Rewrite the listing below, changing every "Practice step" to "Exercise" and keeping every other line the same.

--- begin DATASET RECORDS ---

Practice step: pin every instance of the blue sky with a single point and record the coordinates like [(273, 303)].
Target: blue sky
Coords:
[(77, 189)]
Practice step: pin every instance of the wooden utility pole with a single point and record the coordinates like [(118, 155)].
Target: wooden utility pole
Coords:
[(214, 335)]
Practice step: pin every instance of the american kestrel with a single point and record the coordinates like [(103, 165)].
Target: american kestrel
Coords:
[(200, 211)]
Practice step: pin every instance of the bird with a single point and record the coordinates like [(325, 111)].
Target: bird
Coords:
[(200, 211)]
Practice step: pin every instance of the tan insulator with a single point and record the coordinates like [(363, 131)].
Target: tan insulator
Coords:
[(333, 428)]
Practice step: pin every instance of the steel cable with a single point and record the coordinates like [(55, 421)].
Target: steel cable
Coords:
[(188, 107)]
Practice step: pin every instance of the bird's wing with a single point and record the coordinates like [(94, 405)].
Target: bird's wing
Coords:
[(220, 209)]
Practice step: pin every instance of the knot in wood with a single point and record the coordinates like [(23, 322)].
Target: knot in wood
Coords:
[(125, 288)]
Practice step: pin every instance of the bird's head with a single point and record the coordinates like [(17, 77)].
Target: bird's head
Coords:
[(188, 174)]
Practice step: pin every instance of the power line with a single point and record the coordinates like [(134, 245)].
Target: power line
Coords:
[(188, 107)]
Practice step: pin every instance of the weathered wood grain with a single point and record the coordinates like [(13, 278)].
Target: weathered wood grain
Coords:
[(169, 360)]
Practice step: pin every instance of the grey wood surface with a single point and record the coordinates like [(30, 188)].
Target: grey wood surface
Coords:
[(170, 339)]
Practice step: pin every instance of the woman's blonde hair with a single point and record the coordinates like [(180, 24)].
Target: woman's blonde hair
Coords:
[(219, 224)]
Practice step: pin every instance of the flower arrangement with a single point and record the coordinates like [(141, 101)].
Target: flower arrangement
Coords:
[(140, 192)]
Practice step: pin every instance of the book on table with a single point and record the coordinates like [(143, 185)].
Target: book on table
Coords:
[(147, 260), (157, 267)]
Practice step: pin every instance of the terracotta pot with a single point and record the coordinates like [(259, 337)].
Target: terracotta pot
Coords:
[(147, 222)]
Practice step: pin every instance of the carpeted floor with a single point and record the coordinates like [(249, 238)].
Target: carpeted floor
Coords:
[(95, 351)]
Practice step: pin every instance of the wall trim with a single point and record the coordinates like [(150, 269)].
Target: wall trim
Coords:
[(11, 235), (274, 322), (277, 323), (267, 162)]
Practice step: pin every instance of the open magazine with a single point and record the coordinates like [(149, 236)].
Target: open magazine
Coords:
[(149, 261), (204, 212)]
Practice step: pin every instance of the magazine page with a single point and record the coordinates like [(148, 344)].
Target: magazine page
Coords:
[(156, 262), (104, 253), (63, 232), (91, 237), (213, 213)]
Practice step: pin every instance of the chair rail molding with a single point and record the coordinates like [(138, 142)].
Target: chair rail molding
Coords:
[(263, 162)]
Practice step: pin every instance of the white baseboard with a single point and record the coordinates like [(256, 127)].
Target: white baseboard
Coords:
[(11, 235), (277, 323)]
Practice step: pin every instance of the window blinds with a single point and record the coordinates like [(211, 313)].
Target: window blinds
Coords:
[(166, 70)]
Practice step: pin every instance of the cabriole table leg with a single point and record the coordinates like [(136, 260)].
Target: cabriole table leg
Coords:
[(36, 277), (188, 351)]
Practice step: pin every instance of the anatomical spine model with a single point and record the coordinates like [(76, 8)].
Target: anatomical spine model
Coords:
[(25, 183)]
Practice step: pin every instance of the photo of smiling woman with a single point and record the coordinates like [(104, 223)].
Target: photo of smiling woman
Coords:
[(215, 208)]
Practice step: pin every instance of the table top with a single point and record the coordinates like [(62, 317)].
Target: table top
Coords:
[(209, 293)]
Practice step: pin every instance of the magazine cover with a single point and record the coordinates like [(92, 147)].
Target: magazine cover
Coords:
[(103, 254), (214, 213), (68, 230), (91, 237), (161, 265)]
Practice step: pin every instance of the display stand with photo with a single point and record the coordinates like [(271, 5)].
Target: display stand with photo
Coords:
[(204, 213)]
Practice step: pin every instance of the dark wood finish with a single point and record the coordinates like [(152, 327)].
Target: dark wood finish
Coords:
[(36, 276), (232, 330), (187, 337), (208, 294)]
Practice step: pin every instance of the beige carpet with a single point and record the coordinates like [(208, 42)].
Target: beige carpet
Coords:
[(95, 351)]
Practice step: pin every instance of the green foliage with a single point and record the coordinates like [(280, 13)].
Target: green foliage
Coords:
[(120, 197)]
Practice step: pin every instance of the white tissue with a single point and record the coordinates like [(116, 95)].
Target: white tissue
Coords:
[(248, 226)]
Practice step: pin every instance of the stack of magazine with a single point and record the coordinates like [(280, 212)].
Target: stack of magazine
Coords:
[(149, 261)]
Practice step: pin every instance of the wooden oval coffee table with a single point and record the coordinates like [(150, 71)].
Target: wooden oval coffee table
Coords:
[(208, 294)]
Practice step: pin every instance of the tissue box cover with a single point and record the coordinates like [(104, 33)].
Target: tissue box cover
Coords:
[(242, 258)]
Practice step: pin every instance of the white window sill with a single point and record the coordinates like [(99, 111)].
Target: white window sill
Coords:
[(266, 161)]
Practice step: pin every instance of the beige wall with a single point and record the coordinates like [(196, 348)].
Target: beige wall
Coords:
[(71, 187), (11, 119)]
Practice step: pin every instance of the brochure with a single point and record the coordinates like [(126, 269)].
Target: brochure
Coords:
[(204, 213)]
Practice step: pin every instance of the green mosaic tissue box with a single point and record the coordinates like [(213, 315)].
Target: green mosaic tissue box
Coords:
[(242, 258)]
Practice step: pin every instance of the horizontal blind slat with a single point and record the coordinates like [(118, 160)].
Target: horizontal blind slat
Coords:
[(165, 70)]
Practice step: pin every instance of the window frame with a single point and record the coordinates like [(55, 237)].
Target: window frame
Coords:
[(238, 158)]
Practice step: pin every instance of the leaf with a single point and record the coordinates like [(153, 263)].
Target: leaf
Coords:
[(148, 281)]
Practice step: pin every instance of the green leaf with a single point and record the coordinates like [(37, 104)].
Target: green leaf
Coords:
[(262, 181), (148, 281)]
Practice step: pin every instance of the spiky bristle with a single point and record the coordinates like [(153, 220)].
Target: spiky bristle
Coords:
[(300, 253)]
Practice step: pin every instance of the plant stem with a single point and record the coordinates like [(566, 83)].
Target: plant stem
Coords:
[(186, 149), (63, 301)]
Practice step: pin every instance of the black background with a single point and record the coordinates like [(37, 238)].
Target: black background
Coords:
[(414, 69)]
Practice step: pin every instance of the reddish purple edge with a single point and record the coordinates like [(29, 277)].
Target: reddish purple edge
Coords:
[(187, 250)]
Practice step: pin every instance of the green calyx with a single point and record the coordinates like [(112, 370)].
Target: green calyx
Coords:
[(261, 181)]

--- end DATASET RECORDS ---

SOLUTION TO THE PROBLEM:
Exercise: pin every instance of the blue sky with a single point and record the coordinates like [(273, 303)].
Target: blue sky
Coords:
[(77, 189)]
Exercise: pin every instance of the wooden utility pole with a single point and record the coordinates like [(118, 155)].
Target: wooden utility pole
Coords:
[(214, 335)]
Exercise: pin every instance of the american kestrel with a single point and record the coordinates like [(103, 165)].
Target: american kestrel
Coords:
[(200, 211)]
Exercise: pin every instance of the bird with a single point and record the coordinates like [(325, 111)].
Target: bird
Coords:
[(200, 211)]
Exercise: pin every instance of the tan insulator with a single point and record the coordinates like [(363, 131)].
Target: tan insulator
Coords:
[(333, 428)]
Exercise: pin every instance of the steel cable with a single point and record the coordinates like [(55, 421)].
Target: steel cable
Coords:
[(188, 107)]
Exercise: pin every instance of the bird's wing with a single point and record the coordinates like [(94, 405)].
Target: bird's wing
Coords:
[(220, 209)]
Exercise: pin every instance of the knot in wood with a single point and record the coordinates like [(23, 322)].
Target: knot in wood
Coords:
[(125, 288)]
Exercise: pin every instance of the bird's head with a single point and record the coordinates like [(17, 77)].
Target: bird's head
Coords:
[(188, 174)]
Exercise: pin every instance of the power line with a single point and record the coordinates like [(134, 245)].
Target: power line
Coords:
[(188, 107)]
Exercise: pin every instance of the weathered wood grain with a single point and record the coordinates like [(13, 278)].
Target: weathered wood grain
Coords:
[(169, 360)]
Exercise: pin every instance of the grey wood surface with a single point and record the coordinates like [(30, 188)].
Target: grey wood surface
Coords:
[(170, 339)]
Exercise: pin every instance of the woman's blonde hair with a single point and record the coordinates like [(180, 24)].
Target: woman's blonde hair
Coords:
[(219, 224)]
Exercise: pin every instance of the flower arrangement with a single point and record the coordinates like [(141, 101)].
Target: flower arrangement
Coords:
[(140, 192)]
Exercise: pin every instance of the book on table with a single point and record the coordinates like [(143, 185)].
Target: book on table
Coords:
[(147, 260), (157, 267)]
Exercise: pin every instance of the terracotta pot with a single point and record the coordinates like [(259, 337)].
Target: terracotta pot
Coords:
[(147, 222)]
Exercise: pin every instance of the carpeted floor with a single point and record the coordinates like [(249, 238)].
Target: carpeted floor
Coords:
[(95, 351)]
Exercise: pin every instance of the wall trim with a single point and record the coordinates like [(150, 269)].
Target: wall trim
Coords:
[(11, 235), (274, 322), (277, 323), (267, 162)]
Exercise: pin every instance of the open magazine with a single point and record the coordinates like [(149, 236)].
Target: open magazine
Coords:
[(149, 261), (204, 212)]
Exercise: pin every instance of the magazine page with a single point and record the coordinates like [(148, 344)].
Target: magazine page
Coords:
[(156, 262), (104, 253), (63, 232), (91, 237), (213, 213)]
Exercise: pin every instance of the chair rail molding with a single point and record the coordinates like [(138, 142)].
Target: chair rail molding
Coords:
[(263, 162)]
Exercise: pin every instance of the white baseboard with a single point and record the coordinates like [(256, 127)].
Target: white baseboard
Coords:
[(11, 235), (277, 323)]
Exercise: pin every instance of the window blinds with a single point and record the coordinates like [(211, 313)].
Target: window blinds
Coords:
[(166, 70)]
Exercise: pin every instance of the cabriole table leg with a single point and record the coordinates like [(136, 260)].
Target: cabriole table leg
Coords:
[(36, 277), (188, 351)]
Exercise: pin every instance of the anatomical spine model with a single point and record the coordinates like [(76, 8)].
Target: anatomical spine model
Coords:
[(25, 183)]
Exercise: pin every instance of the photo of smiling woman with a single point and record the coordinates like [(104, 223)].
Target: photo of smiling woman
Coords:
[(215, 208)]
Exercise: pin every instance of the table top with a single point and record the coordinates like [(62, 317)].
Target: table top
Coords:
[(209, 293)]
Exercise: pin every instance of the magazine cover with a single point and record the coordinates like [(92, 147)].
Target: magazine cover
Coords:
[(103, 254), (214, 213), (68, 230), (91, 237), (161, 265)]
Exercise: pin every instance of the display stand with photo with a single point and record the coordinates like [(271, 5)].
Target: display stand with photo
Coords:
[(204, 213)]
Exercise: pin every instance of the dark wood finish with a single point and record the coordinates like [(152, 327)].
Target: dark wood finish
Coords:
[(36, 276), (232, 330), (187, 337), (208, 294)]
Exercise: pin every instance of the beige carpet with a single point and record the coordinates like [(208, 42)].
Target: beige carpet
Coords:
[(95, 351)]
Exercise: pin every instance of the green foliage with a single point and record the coordinates like [(280, 13)].
Target: green foliage
Coords:
[(120, 197)]
Exercise: pin every instance of the white tissue with a single point and record the coordinates like [(116, 95)].
Target: white tissue
Coords:
[(248, 226)]
Exercise: pin every instance of the stack of magazine with a single point and record the coordinates like [(280, 212)].
Target: stack of magazine
Coords:
[(149, 261)]
Exercise: pin every instance of the wooden oval coffee table with a single point and record the coordinates like [(150, 71)].
Target: wooden oval coffee table
Coords:
[(208, 294)]
Exercise: pin every instance of the tissue box cover with a single point and record the coordinates like [(104, 33)].
Target: tissue box cover
Coords:
[(242, 258)]
Exercise: pin every instance of the white window sill with a single point and record the coordinates like [(99, 111)].
Target: white window sill
Coords:
[(266, 161)]
Exercise: pin every instance of the beige wall with a single point and record the coordinates like [(196, 348)].
Target: beige wall
Coords:
[(71, 187), (11, 119)]
Exercise: pin every instance of the brochure with a single point and record the coordinates like [(126, 269)].
Target: brochure
Coords:
[(204, 213)]
Exercise: pin every instance of the green mosaic tissue box with a single point and record the coordinates like [(213, 315)].
Target: green mosaic tissue box
Coords:
[(242, 258)]
Exercise: pin every instance of the horizontal blind slat with a single point and record the coordinates like [(118, 160)].
Target: horizontal blind slat
Coords:
[(165, 70)]
Exercise: pin every instance of the window frame with a single point and record the coordinates like [(55, 237)].
Target: window frame
Coords:
[(238, 158)]
Exercise: pin every instance of the leaf with a single point and record the coordinates like [(153, 263)].
Target: leaf
Coords:
[(148, 281)]
Exercise: pin every instance of the green leaf with a single point and record the coordinates like [(37, 104)].
Target: green leaf
Coords:
[(262, 181), (148, 281)]
Exercise: pin every instance of the spiky bristle with a single point and record the coordinates like [(153, 220)].
Target: spiky bristle
Coords:
[(300, 253)]
Exercise: pin every instance of the plant stem with a single point and record the coordinates like [(566, 83)].
Target: plant stem
Coords:
[(186, 149), (63, 301)]
Exercise: pin every instance of the black background with a single point and record the coordinates like [(37, 238)].
Target: black background
Coords:
[(414, 69)]
Exercise: pin every instance of the reddish purple edge with a single point and record the coordinates like [(29, 277)].
Target: reddish purple edge
Coords:
[(187, 250)]
Exercise: pin every instance of the green calyx with a single point and record the coordinates like [(112, 370)].
Target: green calyx
Coords:
[(261, 181)]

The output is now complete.